# [SOURCE MATERIAL]
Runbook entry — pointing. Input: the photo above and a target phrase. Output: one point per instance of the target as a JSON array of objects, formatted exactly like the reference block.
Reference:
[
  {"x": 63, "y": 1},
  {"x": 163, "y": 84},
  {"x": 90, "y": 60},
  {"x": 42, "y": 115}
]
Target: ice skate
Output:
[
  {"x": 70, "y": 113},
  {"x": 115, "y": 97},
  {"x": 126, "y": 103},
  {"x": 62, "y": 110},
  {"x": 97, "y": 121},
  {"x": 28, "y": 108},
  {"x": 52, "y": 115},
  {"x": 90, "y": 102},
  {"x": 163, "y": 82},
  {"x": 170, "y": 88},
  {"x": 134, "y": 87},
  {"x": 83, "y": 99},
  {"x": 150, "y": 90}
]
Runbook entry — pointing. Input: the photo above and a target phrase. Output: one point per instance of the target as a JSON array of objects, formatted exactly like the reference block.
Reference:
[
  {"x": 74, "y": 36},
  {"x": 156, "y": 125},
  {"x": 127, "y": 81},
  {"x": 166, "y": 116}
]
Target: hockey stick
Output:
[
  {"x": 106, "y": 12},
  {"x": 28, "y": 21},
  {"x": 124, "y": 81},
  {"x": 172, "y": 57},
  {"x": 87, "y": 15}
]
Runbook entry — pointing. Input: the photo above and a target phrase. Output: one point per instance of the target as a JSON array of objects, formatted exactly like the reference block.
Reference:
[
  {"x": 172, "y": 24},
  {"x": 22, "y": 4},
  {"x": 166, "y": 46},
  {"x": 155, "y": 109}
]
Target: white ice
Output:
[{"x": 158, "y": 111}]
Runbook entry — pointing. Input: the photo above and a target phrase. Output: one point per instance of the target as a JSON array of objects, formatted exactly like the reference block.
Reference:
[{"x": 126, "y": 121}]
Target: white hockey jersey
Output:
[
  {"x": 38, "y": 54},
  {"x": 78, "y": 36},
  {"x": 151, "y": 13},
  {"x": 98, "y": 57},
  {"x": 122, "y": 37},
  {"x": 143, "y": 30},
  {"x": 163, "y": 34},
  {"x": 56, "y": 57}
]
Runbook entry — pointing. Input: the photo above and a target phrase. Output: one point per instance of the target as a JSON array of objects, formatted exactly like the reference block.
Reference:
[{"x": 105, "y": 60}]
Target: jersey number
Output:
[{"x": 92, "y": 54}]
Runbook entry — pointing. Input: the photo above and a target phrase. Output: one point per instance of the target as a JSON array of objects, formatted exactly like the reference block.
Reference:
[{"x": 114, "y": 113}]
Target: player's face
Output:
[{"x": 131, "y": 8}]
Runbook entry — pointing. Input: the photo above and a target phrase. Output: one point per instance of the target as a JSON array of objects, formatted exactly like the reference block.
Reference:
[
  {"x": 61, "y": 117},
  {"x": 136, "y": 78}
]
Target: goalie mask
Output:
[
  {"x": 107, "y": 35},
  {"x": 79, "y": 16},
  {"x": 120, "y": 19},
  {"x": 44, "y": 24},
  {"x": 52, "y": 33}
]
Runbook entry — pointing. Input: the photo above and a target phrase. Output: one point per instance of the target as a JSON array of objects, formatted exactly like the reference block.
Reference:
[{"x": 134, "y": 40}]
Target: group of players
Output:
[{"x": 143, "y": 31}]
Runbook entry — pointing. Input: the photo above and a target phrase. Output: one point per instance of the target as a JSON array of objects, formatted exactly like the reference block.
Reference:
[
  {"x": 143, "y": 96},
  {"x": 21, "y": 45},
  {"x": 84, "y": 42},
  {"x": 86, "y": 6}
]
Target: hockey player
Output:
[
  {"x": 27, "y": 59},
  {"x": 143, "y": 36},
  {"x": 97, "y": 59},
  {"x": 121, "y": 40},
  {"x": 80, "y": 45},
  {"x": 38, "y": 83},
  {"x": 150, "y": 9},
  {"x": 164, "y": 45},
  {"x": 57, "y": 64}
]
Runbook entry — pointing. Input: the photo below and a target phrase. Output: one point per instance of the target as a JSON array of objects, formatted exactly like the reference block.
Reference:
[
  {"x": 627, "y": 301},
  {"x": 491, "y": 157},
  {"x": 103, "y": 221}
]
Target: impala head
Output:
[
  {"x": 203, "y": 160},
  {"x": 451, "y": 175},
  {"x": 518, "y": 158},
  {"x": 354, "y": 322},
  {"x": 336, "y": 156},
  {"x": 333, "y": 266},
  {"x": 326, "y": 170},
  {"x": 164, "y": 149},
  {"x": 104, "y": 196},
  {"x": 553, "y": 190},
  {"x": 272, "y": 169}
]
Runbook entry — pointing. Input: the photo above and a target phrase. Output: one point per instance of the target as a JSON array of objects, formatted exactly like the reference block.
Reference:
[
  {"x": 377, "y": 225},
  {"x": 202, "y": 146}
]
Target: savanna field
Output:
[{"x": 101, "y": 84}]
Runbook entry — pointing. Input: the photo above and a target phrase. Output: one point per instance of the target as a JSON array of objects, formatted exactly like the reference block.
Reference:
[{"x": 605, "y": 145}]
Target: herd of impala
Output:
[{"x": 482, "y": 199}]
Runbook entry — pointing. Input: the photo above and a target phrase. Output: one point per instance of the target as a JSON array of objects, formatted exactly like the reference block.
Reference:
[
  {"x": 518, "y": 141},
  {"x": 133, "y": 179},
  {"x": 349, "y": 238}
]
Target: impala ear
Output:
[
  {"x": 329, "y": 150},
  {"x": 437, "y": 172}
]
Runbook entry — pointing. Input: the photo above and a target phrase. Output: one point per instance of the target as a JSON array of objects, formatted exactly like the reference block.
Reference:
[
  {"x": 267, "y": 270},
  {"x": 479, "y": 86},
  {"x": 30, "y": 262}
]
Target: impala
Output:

# [EXERCISE BRIEF]
The lines above should be duplicated exactly.

# [FINAL RESULT]
Runbook entry — pointing. Input: the photo above and a target phrase. Output: one point per instance of the target as a JSON array of objects, formatted exactly like the reference block.
Reference:
[
  {"x": 63, "y": 1},
  {"x": 163, "y": 84},
  {"x": 90, "y": 60},
  {"x": 42, "y": 115}
]
Target: ice skate
Output:
[
  {"x": 70, "y": 113},
  {"x": 115, "y": 97},
  {"x": 126, "y": 103},
  {"x": 62, "y": 110},
  {"x": 97, "y": 121},
  {"x": 28, "y": 108},
  {"x": 52, "y": 115},
  {"x": 90, "y": 102},
  {"x": 163, "y": 82},
  {"x": 170, "y": 88},
  {"x": 134, "y": 87},
  {"x": 83, "y": 99},
  {"x": 150, "y": 90}
]
Runbook entry — pointing. Input: the photo above and a target phrase. Output: one point per instance of the target as a JSON array of objects, formatted exactly like the reference block.
Reference:
[
  {"x": 74, "y": 36},
  {"x": 156, "y": 125},
  {"x": 127, "y": 81},
  {"x": 166, "y": 116}
]
Target: hockey stick
Output:
[
  {"x": 106, "y": 12},
  {"x": 28, "y": 21},
  {"x": 124, "y": 81},
  {"x": 172, "y": 57},
  {"x": 87, "y": 15}
]
Runbook entry — pointing. Input: the photo above and a target phrase. Output: one point per instance of the target as a JSON array of objects, formatted exactly like the reference block.
Reference:
[
  {"x": 172, "y": 24},
  {"x": 22, "y": 4},
  {"x": 166, "y": 46},
  {"x": 155, "y": 109}
]
Target: white ice
Output:
[{"x": 158, "y": 111}]
Runbook entry — pointing. Input: the photo above and a target phrase. Output: one point per instance of the target as a JSON array of objects, formatted exactly like the reference block.
Reference:
[{"x": 126, "y": 121}]
Target: white hockey jersey
Output:
[
  {"x": 38, "y": 54},
  {"x": 78, "y": 36},
  {"x": 151, "y": 13},
  {"x": 98, "y": 57},
  {"x": 122, "y": 37},
  {"x": 143, "y": 30},
  {"x": 163, "y": 34},
  {"x": 56, "y": 57}
]
Runbook entry — pointing. Input: the photo above and a target phrase. Output: one point per instance of the target as a JSON array of objects, formatted exactly like the reference block.
Reference:
[{"x": 105, "y": 60}]
Target: jersey number
Output:
[{"x": 92, "y": 54}]
Runbook entry — pointing. Input: the photo above and a target phrase. Output: one point per instance of the target as a JSON array of objects, formatted exactly like the reference block.
Reference:
[{"x": 114, "y": 113}]
Target: player's face
Output:
[{"x": 131, "y": 8}]
Runbook entry — pointing. Input: the photo above and a target phrase. Output: one point per instance of the target as a JSON array of objects, formatted exactly like the reference block.
Reference:
[
  {"x": 61, "y": 117},
  {"x": 136, "y": 78}
]
Target: goalie mask
Output:
[
  {"x": 107, "y": 35},
  {"x": 79, "y": 16},
  {"x": 120, "y": 19},
  {"x": 44, "y": 24},
  {"x": 52, "y": 33}
]
Runbook entry — pointing. Input: the photo above and a target phrase. Output: one point per instance of the target as a JSON array of objects, formatted exactly like the reference block.
Reference:
[{"x": 134, "y": 40}]
Target: group of players
Output:
[{"x": 143, "y": 31}]
Runbook entry — pointing. Input: the photo above and a target phrase. Output: one point per instance of the target as a JSON array of objects, formatted exactly like the reference block.
Reference:
[
  {"x": 143, "y": 96},
  {"x": 21, "y": 45},
  {"x": 84, "y": 42},
  {"x": 86, "y": 6}
]
Target: hockey player
Output:
[
  {"x": 27, "y": 59},
  {"x": 143, "y": 36},
  {"x": 97, "y": 59},
  {"x": 121, "y": 40},
  {"x": 80, "y": 45},
  {"x": 38, "y": 83},
  {"x": 150, "y": 9},
  {"x": 164, "y": 45},
  {"x": 57, "y": 64}
]
Runbook entry — pointing. Input: the photo below and a target phrase. Output: one point per instance of the target as a JSON array of objects, formatted exactly like the reference block.
Reference:
[
  {"x": 627, "y": 301},
  {"x": 491, "y": 157},
  {"x": 103, "y": 221}
]
Target: impala head
Output:
[
  {"x": 203, "y": 160},
  {"x": 451, "y": 175},
  {"x": 518, "y": 158},
  {"x": 354, "y": 322},
  {"x": 336, "y": 156},
  {"x": 333, "y": 266},
  {"x": 326, "y": 170},
  {"x": 164, "y": 149},
  {"x": 104, "y": 196},
  {"x": 553, "y": 190},
  {"x": 272, "y": 169}
]
Runbook entry — pointing. Input: the photo above and a target phrase. Output: one point per instance of the target as a JSON array of objects, formatted exactly like the reference block.
Reference:
[
  {"x": 377, "y": 225},
  {"x": 202, "y": 146}
]
Target: savanna field
Output:
[{"x": 101, "y": 84}]
Runbook entry — pointing. Input: the photo above and a target phrase. Output: one point per instance of the target as a JSON array of objects, formatted exactly like the reference block.
Reference:
[{"x": 605, "y": 145}]
Target: herd of impala
Output:
[{"x": 482, "y": 199}]
Runbook entry — pointing. Input: the photo above and a target phrase. Output: one point per instance of the target as a JSON array of objects, formatted exactly like the reference block.
Reference:
[
  {"x": 518, "y": 141},
  {"x": 133, "y": 179},
  {"x": 349, "y": 238}
]
Target: impala ear
Output:
[
  {"x": 329, "y": 150},
  {"x": 437, "y": 172}
]
Runbook entry — pointing. Input: the photo above and a target phrase. Output: one point per instance of the target as a JSON array of objects, formatted exactly like the reference block.
Reference:
[
  {"x": 267, "y": 270},
  {"x": 479, "y": 86},
  {"x": 30, "y": 262}
]
Target: impala
Output:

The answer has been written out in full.